▶ _Text passage_:
>> Begin

Fix linter issues

alan-turing-institute · Feb 13, 2023 · bc6b681 · bc6b681
1 parent 9a06895
commit bc6b681
Show file tree

Hide file tree

Showing 8 changed files with 27 additions and 28 deletions.
diff --git a/readabilipy/__main__.py b/readabilipy/__main__.py
@@ -55,7 +55,7 @@ def main():
 
     args = parser.parse_args()
 
-    with open(args.input_file) as h:
+    with open(args.input_file, encoding="utf-8") as h:
         html = h.read()
 
     article = simple_json_from_html_string(
@@ -65,7 +65,7 @@ def main():
         use_readability=(not args.use_python_parser),
     )
 
-    with open(args.output_file, "w") as j:
+    with open(args.output_file, "w", encoding="utf-8") as j:
         json.dump(article, j, ensure_ascii=False)
 
 

diff --git a/readabilipy/simple_json.py b/readabilipy/simple_json.py
@@ -56,7 +56,7 @@ def simple_json_from_html_string(html, content_digests=False, node_indexes=False
             ["node", "ExtractArticle.js", "-i", html_path, "-o", article_json_path], cwd=jsdir)
 
         # Read output of call to Readability.parse() from JSON file and return as Python dictionary
-        with open(article_json_path, "r") as json_file:
+        with open(article_json_path, "r", encoding="utf-8") as json_file:
             input_json = json.load(json_file)
 
         # Deleting files after processing
@@ -129,7 +129,7 @@ def plain_text_leaf_node(element):
     # Extract all text, stripped of any child HTML elements and normalise it
     plain_text = normalise_text(element.get_text())
     if plain_text != "" and element.name == "li":
-        plain_text = "* {}, ".format(plain_text)
+        plain_text = f"* {plain_text}, "
     if plain_text == "":
         plain_text = None
     if "data-node-index" in element.attrs:
@@ -210,8 +210,7 @@ def add_node_indexes(element, node_index="0"):
     for local_idx, child in enumerate(
             [c for c in element.contents if not is_text(c)], start=1):
         # Can't add attributes to leaf string types
-        child_index = "{stem}.{local}".format(
-            stem=node_index, local=local_idx)
+        child_index = f"{node_index}.{local_idx}"
         add_node_indexes(child, node_index=child_index)
     return element
 

diff --git a/readabilipy/simplifiers/html.py b/readabilipy/simplifiers/html.py
@@ -300,7 +300,7 @@ def single_replace():
             element.decompose()
             n_removed += 1
         # Remove elements with only zero-length children
-        for element in soup.find_all(lambda elem: sum([len(c) for c in elem.children]) == 0):
+        for element in soup.find_all(lambda elem: sum(len(c) for c in elem.children) == 0):
             element.decompose()
             n_removed += 1
         return n_removed

diff --git a/readabilipy/utils.py b/readabilipy/utils.py
@@ -57,7 +57,7 @@ def run_npm_install():
 
     with chdir(jsdir):
         try:
-            cp = subprocess.run(["npm", "install"])

>> End

Extracted data entries:
>> Begin

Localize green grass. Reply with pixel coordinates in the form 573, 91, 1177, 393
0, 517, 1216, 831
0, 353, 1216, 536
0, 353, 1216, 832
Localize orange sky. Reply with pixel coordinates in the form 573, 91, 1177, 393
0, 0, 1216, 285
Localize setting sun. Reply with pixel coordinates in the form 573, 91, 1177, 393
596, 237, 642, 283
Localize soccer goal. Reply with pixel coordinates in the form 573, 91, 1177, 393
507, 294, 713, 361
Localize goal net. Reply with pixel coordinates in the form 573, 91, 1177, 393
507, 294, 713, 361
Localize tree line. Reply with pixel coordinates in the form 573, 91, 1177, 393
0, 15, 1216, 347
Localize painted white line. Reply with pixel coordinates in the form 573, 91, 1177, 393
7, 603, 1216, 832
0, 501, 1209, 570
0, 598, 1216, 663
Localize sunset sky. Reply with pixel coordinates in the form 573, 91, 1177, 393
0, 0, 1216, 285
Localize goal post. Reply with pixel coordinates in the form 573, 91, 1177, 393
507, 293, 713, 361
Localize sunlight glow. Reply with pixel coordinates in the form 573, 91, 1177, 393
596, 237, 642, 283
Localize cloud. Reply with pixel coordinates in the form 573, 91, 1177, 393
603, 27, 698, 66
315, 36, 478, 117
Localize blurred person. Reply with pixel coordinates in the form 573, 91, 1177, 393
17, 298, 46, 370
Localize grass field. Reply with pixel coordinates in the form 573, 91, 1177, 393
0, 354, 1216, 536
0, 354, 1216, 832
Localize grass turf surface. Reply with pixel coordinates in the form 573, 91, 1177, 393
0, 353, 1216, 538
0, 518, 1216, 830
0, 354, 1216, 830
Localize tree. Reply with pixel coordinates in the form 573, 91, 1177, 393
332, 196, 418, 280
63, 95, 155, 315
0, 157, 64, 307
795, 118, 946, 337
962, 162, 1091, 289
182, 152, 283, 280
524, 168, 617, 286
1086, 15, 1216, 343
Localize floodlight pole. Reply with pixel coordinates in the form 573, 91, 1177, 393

>> End

▶ _What you will do_: List the file paths that have a diff header shown in the commit page. The data entries aren't needed for this.

▶ _Written response_:
readabilipy/__main__.py
readabilipy/simple_json.py
readabilipy/simplifiers/html.py
readabilipy/utils.py